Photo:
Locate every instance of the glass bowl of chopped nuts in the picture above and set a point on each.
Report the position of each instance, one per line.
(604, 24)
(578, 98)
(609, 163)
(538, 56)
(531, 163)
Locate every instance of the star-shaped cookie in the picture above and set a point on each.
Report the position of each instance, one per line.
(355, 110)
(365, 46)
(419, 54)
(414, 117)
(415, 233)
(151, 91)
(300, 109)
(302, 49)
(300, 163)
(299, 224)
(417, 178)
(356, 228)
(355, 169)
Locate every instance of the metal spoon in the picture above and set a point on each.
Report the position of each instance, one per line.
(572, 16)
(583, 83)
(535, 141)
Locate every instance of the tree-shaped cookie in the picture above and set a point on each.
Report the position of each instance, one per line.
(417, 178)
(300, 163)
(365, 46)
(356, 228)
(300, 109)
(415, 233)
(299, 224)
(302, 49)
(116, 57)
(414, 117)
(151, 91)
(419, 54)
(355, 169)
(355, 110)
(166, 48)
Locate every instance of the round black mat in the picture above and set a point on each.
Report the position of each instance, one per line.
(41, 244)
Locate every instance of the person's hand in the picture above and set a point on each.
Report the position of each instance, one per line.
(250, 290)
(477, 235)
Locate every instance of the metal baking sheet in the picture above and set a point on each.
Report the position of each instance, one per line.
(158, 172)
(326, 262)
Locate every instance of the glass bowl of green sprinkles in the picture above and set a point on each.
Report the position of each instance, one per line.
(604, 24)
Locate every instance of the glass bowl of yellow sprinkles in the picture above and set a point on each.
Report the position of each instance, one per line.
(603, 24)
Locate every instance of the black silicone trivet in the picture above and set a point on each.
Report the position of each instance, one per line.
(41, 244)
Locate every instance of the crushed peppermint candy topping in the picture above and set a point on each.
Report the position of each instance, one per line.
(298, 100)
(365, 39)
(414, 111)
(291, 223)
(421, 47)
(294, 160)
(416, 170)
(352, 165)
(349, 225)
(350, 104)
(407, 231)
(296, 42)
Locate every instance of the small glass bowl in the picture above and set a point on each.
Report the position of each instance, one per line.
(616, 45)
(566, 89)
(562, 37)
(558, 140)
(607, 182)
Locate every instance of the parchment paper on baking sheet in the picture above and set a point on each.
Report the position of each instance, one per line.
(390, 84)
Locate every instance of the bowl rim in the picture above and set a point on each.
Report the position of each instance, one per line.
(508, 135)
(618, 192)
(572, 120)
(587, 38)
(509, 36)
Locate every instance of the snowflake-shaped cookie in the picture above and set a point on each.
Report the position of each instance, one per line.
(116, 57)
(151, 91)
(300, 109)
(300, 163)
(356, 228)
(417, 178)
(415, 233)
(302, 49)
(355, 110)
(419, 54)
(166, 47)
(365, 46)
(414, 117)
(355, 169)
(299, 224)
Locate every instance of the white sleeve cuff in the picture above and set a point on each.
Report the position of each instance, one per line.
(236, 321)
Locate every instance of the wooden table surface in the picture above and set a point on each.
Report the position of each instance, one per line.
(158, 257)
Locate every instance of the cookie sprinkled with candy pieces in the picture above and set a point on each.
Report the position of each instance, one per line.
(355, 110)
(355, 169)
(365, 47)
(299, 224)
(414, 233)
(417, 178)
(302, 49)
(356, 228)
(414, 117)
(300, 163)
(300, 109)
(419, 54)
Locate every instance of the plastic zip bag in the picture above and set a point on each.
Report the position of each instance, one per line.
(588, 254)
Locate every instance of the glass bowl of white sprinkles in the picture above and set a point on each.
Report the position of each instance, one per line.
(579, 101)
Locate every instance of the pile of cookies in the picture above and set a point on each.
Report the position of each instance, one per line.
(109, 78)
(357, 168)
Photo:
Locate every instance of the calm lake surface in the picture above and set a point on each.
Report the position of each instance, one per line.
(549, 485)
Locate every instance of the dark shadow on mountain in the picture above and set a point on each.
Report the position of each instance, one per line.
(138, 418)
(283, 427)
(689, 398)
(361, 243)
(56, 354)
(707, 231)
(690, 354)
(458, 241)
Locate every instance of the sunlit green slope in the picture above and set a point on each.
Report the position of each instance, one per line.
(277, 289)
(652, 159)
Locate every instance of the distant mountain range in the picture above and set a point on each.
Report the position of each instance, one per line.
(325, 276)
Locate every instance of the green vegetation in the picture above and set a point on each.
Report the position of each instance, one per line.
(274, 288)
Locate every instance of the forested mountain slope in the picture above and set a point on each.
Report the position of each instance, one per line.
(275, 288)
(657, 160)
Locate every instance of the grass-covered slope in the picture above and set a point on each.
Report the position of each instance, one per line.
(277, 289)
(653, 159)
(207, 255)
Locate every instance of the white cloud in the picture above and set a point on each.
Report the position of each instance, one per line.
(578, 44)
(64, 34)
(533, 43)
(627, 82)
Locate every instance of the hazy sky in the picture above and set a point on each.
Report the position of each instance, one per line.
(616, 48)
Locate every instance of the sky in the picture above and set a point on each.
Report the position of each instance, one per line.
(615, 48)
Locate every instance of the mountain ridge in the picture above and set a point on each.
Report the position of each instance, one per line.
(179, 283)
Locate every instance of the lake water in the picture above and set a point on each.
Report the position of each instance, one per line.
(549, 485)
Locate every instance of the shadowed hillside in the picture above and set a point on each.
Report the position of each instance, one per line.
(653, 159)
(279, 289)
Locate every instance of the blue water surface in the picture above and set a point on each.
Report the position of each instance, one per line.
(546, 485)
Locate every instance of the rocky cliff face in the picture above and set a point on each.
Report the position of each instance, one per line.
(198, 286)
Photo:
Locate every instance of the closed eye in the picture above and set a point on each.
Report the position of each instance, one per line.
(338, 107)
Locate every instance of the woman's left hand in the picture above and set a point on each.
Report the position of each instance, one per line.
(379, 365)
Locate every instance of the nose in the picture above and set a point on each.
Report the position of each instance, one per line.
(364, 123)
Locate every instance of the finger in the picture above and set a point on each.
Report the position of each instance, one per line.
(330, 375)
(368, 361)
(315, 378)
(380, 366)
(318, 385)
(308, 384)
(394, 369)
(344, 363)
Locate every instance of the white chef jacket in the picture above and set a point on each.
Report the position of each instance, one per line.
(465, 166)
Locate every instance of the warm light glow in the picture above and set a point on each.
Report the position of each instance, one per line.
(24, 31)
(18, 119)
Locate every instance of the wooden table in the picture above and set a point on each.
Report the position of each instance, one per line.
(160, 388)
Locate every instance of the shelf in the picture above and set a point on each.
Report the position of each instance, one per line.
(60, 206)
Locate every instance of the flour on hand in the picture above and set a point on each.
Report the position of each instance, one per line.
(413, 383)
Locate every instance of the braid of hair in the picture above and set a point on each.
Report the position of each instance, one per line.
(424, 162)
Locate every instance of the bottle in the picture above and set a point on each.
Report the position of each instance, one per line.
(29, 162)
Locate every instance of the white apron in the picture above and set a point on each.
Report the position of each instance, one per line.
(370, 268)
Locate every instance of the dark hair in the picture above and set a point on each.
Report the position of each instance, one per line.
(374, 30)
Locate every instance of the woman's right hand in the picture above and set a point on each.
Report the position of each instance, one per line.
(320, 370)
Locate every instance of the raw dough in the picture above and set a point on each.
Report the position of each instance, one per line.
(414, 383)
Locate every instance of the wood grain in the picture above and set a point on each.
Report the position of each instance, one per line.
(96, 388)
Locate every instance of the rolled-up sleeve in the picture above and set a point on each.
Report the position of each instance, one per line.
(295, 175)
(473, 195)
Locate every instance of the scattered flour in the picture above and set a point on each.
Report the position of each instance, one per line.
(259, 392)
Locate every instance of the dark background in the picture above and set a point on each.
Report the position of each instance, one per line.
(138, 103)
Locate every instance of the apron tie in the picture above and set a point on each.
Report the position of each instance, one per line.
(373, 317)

========================================================================

• [What you will do] Transcribe all lines as written.

• [Worked answer]
Photo:
Locate every instance of the glass bowl of chopped nuts in the picture above and set a point on each.
Report the position of each instance, one per line.
(604, 24)
(578, 98)
(609, 163)
(538, 56)
(531, 163)
Locate every instance of the star-shaped cookie in the picture above and set a point on each.
Report the position of each instance, one per line.
(355, 110)
(365, 46)
(419, 54)
(414, 117)
(415, 233)
(151, 91)
(300, 109)
(302, 49)
(300, 163)
(299, 224)
(417, 178)
(356, 228)
(355, 169)
Locate every instance of the metal spoon in the picture above and set a point on each.
Report the position of each instance, one per line.
(572, 16)
(583, 83)
(535, 141)
Locate every instance of the tree-shaped cookie in the picture above and set a point on each.
Report the position of each instance, one per line.
(417, 178)
(300, 163)
(365, 46)
(356, 228)
(300, 109)
(415, 233)
(299, 224)
(302, 49)
(116, 57)
(414, 117)
(151, 91)
(419, 54)
(355, 169)
(355, 110)
(166, 48)
Locate every instance of the round black mat in the picture above and set a point on each.
Report the position of each instance, one per line.
(41, 244)
Locate every instance of the person's hand in the picture above and set a point on each.
Report the position of each instance, one per line.
(250, 290)
(477, 235)
Locate every instance of the metal baking sheet in the picture above and set a point on each.
Report the position of each instance, one per line.
(158, 172)
(326, 262)
Locate every instance of the glass bowl of green sprinkles in the picture above and set a point on each.
Report the position of each instance, one per line.
(604, 24)
Locate every instance of the glass bowl of yellow sprinkles in the picture above and set a point on each.
Report the position of each instance, one per line.
(603, 24)
Locate every instance of the black silicone trivet in the picture above and set a point on each.
Report the position of each instance, one per line.
(41, 244)
Locate every instance of the crushed peppermint candy topping in the picture above and set a point on each.
Report the position of each instance, one per line.
(298, 100)
(365, 39)
(414, 111)
(291, 223)
(421, 47)
(294, 160)
(416, 170)
(352, 165)
(349, 225)
(350, 104)
(407, 231)
(296, 42)
Locate every instance of the small glass bowl in the picture above and set a point on each.
Report the position of each instance, one per line.
(616, 45)
(566, 89)
(562, 37)
(558, 140)
(607, 182)
Locate every instance of the parchment paper on baking sheet in the picture above and set a point on each.
Report the position of each instance, one per line.
(390, 84)
Locate every instance of the bowl rim in the picture above and set a point on each.
Report the position of each instance, one per line.
(508, 135)
(618, 192)
(572, 120)
(587, 38)
(509, 36)
Locate every instance of the snowflake-shaped cookie in the picture above and set a point on each.
Report the position of each instance, one per line.
(116, 57)
(151, 91)
(300, 109)
(300, 163)
(356, 228)
(417, 178)
(415, 233)
(302, 49)
(355, 110)
(419, 54)
(166, 47)
(365, 46)
(414, 117)
(355, 169)
(299, 224)
Locate every instance of the white sleeve cuff in the picture above and set a point on each.
Report the position of each instance, one per line.
(236, 321)
Locate every instance of the wooden table surface in the picture above and set a point on each.
Report the position of each instance, one per line.
(158, 257)
Locate every instance of the cookie sprinkled with candy pieces in the picture above and set a point on each.
Report the position of each instance, one per line.
(355, 110)
(355, 169)
(365, 47)
(299, 224)
(414, 233)
(417, 178)
(302, 49)
(356, 228)
(414, 117)
(300, 163)
(300, 109)
(419, 54)
Locate every instance of the plastic zip bag in the picture above and set a point on each.
Report the position of each instance, one per line.
(588, 254)
Locate every instance of the glass bowl of white sprinkles in the picture above and set a point on each.
Report the position of each instance, one per line.
(579, 101)
Locate every instance of the pile of cookies in the picture above and set a point on each.
Report the position of each instance, one per line.
(109, 78)
(357, 168)
Photo:
Locate every instance of the calm lake surface in the picture above and set a point on each.
Report the position of each instance, one per line.
(549, 485)
Locate every instance of the dark shadow on mountain in the picture above and set a point on each.
Report the position of each instance, one per line.
(138, 418)
(283, 427)
(689, 398)
(361, 243)
(56, 354)
(707, 231)
(690, 354)
(458, 241)
Locate every instance of the sunlit green slope in the picture above and set a point on each.
Report the position of each instance, one per line.
(277, 289)
(652, 159)
Locate every instance of the distant mountain range in the picture above and set a point on each.
Report the position of each instance, one per line.
(325, 276)
Locate every instance of the green vegetation in the picture above and set a point on each.
Report the position of each instance, one per line.
(274, 288)
Locate every instance of the forested mountain slope in the picture above and set a point on each.
Report the position of each instance, one per line.
(275, 288)
(657, 160)
Locate every instance of the grass-covered slope in the picture above and set a point on each.
Report the position of each instance, one per line.
(277, 289)
(653, 159)
(207, 255)
Locate every instance of the white cloud in the picture above and set a point on each.
Report the position of each instance, one per line.
(578, 44)
(64, 34)
(533, 43)
(627, 82)
Locate every instance of the hazy sky in the picture above and set a point on each.
Report the position of each instance, one per line.
(616, 48)
Locate every instance of the sky in the picture above and set a point on each.
Report the position of each instance, one per line.
(615, 48)
Locate every instance of the mountain ridge in the picture above and set a point on each.
Report the position of each instance, one per line.
(179, 283)
Locate every instance of the lake water in the picture above and set a point on each.
Report the position of each instance, one per line.
(549, 485)
Locate every instance of the shadowed hillside in the picture above and set a point on each.
Report the position of each instance, one per line.
(653, 159)
(279, 289)
Locate every instance of the blue water surface in the picture above and set a point on each.
Report the position of each instance, one per line.
(546, 485)
Locate every instance of the rocky cliff face in the picture above and set a point on each.
Report the position of each instance, one per line.
(198, 286)
Photo:
Locate every instance of the closed eye in the picture above and set a point on each.
Report the position of each instance, one per line.
(338, 107)
Locate every instance of the woman's left hand in the picture above and set a point on each.
Report the position of each instance, one per line.
(379, 365)
Locate every instance of the nose in the picture above and set a point on each.
Report the position of each instance, one per line.
(364, 123)
Locate every instance of the finger in the picture above and set a point on each.
Report the position of each instance, one per line.
(330, 375)
(368, 361)
(315, 378)
(380, 366)
(318, 385)
(308, 384)
(394, 369)
(344, 363)
Locate every instance of the white chef jacket in the picture above and set a point on each.
Report the position of each instance, one per line.
(465, 166)
Locate every instance of the warm light glow in the picture above and set a point on each.
Report the position of each instance, one per line.
(24, 31)
(18, 119)
Locate every instance of the wooden table in the picture above and set a point on each.
Report the position of each instance, one per line.
(160, 388)
Locate every instance of the shelf in the picture above and set a point on each.
Report the position of each instance, one per line.
(60, 206)
Locate every instance of the flour on hand in the picture above and set a point on each.
Report the position of each instance, one per line.
(413, 383)
Locate every instance of the braid of hair in the picture above and set a point on each.
Report the position of each instance, one per line.
(424, 162)
Locate every instance of the bottle in the picture above and set a point on each.
Report the position of each instance, one per line.
(29, 162)
Locate every instance of the white apron in the picture above and set a point on each.
Report the position of each instance, one per line.
(370, 268)
Locate every instance of the dark hair in the picture above and set a point on each.
Report the position of each instance, one per line.
(374, 30)
Locate every instance of the woman's right hand in the picture above and set a point on each.
Report the position of each instance, one per line.
(320, 370)
Locate every instance of the raw dough in the picture above and set a point on each.
Report the position of each instance, one per line.
(414, 383)
Locate every instance of the wood grain in the picture above and set a point on each.
Report the position of each instance, one per line.
(96, 388)
Locate every instance of the rolled-up sleeve in the picture above and set a point on each.
Report the position of each instance, one per line.
(295, 175)
(473, 195)
Locate every instance of the scattered flour in the picture above and set a point on each.
Report the position of each instance, one per line.
(259, 392)
Locate every instance of the dark background in the picture above and set a point on each.
Report the position of each instance, one per line.
(138, 103)
Locate every instance of the apron tie in the picture above and set a point on each.
Report the position of each instance, one per line.
(373, 317)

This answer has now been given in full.